* _Selection_:

———

I'm Stacy.  I am just frustrated right now.  My A boyfriend FINALLY has gotten a job that he is good at, that he likes, and that he can do.  I'm so excited FOR him and for us as I have set a boundary that he can only continue living with me if he is bringing money in.  I used to say, "If he drinks he goes" but that wasn't a realistic boundary in my case, so I modified it to something practical.  And, basically, it's the same thing...because if he drinks, he will lose this job.  He is NOT a highly functioning alcoholic.  He's a BARELY functioning one...


So his job is going great for him...but he's not been getting to meetings.  I've gently reminded him that I'm here to take him if he needs it, but he is too tired every day after work (and was too busy on his two days off).  I keep my nose out of it and worry about my recovery.  I'm not the nag I once was.

———

* _Exercises to complete_:
1. Summarize the passage about Stacy's boyfriend in two sentences.
2. Extend the passage about Stacy's boyfriend, picking up after its final sentence.

[Part of a data file]
———

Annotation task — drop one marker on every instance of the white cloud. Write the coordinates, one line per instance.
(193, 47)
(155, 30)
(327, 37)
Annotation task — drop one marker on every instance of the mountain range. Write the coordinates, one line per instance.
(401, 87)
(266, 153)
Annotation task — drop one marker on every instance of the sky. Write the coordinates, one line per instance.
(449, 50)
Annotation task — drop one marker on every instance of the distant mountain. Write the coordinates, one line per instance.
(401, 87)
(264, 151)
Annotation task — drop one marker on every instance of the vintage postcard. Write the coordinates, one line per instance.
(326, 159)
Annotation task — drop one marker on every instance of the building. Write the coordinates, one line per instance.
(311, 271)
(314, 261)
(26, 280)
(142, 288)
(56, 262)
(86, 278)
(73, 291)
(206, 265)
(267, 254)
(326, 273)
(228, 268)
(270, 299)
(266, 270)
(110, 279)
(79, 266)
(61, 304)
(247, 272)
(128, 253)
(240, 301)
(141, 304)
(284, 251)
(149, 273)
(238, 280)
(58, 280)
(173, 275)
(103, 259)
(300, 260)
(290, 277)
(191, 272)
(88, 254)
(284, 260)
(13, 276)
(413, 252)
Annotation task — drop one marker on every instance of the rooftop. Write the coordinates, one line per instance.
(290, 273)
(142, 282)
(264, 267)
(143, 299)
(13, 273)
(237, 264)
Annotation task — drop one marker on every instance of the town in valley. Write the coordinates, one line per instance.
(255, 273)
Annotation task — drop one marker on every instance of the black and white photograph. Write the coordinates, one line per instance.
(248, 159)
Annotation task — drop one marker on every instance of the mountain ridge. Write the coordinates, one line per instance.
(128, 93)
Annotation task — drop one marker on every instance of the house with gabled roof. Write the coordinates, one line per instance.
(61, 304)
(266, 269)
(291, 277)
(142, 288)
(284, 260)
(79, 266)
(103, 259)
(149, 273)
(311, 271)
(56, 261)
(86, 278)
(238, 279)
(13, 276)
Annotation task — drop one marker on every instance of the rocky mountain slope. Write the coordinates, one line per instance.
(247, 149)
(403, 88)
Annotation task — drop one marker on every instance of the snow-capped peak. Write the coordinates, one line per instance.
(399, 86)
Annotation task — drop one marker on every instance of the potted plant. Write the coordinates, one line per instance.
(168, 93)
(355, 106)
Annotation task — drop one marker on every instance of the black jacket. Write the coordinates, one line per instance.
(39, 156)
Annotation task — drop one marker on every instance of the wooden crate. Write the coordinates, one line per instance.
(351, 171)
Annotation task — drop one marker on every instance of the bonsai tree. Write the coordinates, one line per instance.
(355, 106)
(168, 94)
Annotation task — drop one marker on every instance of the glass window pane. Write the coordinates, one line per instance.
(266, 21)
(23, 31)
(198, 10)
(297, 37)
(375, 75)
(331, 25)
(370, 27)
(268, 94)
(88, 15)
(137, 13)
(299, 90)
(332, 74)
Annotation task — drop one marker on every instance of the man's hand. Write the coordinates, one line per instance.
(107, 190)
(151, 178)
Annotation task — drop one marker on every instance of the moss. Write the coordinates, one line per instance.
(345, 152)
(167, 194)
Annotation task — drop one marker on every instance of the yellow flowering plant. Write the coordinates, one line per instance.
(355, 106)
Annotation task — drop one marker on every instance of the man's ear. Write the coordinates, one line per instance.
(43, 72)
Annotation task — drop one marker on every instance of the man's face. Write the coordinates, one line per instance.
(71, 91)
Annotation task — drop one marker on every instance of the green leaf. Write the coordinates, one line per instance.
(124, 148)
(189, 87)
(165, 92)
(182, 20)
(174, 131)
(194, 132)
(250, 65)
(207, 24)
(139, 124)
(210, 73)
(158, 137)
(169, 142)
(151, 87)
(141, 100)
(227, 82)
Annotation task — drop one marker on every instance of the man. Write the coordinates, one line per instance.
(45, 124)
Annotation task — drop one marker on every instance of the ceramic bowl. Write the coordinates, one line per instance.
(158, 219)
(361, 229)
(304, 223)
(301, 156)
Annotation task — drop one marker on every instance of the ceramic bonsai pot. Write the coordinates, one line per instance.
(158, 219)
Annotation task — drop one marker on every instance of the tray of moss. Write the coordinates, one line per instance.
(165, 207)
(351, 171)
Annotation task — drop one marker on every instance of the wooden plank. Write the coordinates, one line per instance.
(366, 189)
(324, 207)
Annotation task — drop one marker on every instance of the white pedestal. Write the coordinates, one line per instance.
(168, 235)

———

* _Answers for the exercise_:
1. Stacy's barely functioning alcoholic boyfriend has finally found a job he likes and is good at, which matters because she now lets him live with her only if he brings in money, and drinking would cost him the job. The job is going well, but he has not been getting to meetings, and although she has offered to take him, she keeps out of it and focuses on her own recovery.

2.
So why does it hurt then when I got home last night...it's my first night out in a long time with my friend...and I discover he's been drinking.  He's not beligerent or annoying, as he usually is when he drinks.  I ask him if he's been drinking and he honestly tells me he had a drink or two (it's obvious to me he's not drunk but his speech is slightly affected and the sound of his voice when he drinks leaves me completely turned off from wanting to talk with him).


I'm frustrated.  Maybe it's because I really know this is a job he likes and a job he can do and if he screws this one up then...well...I guess I believe this job will make him or break him.  Maybe a more accurate way to say it is this job with make or break US.  And if you're like me, you've seen stretches of really good sobriety and meeting attendance out of your A, but when the first drink hits his lips...well, it's a spriral staircase back to a bottom (not "THE" bottom, or we wouldn't likely be here again!).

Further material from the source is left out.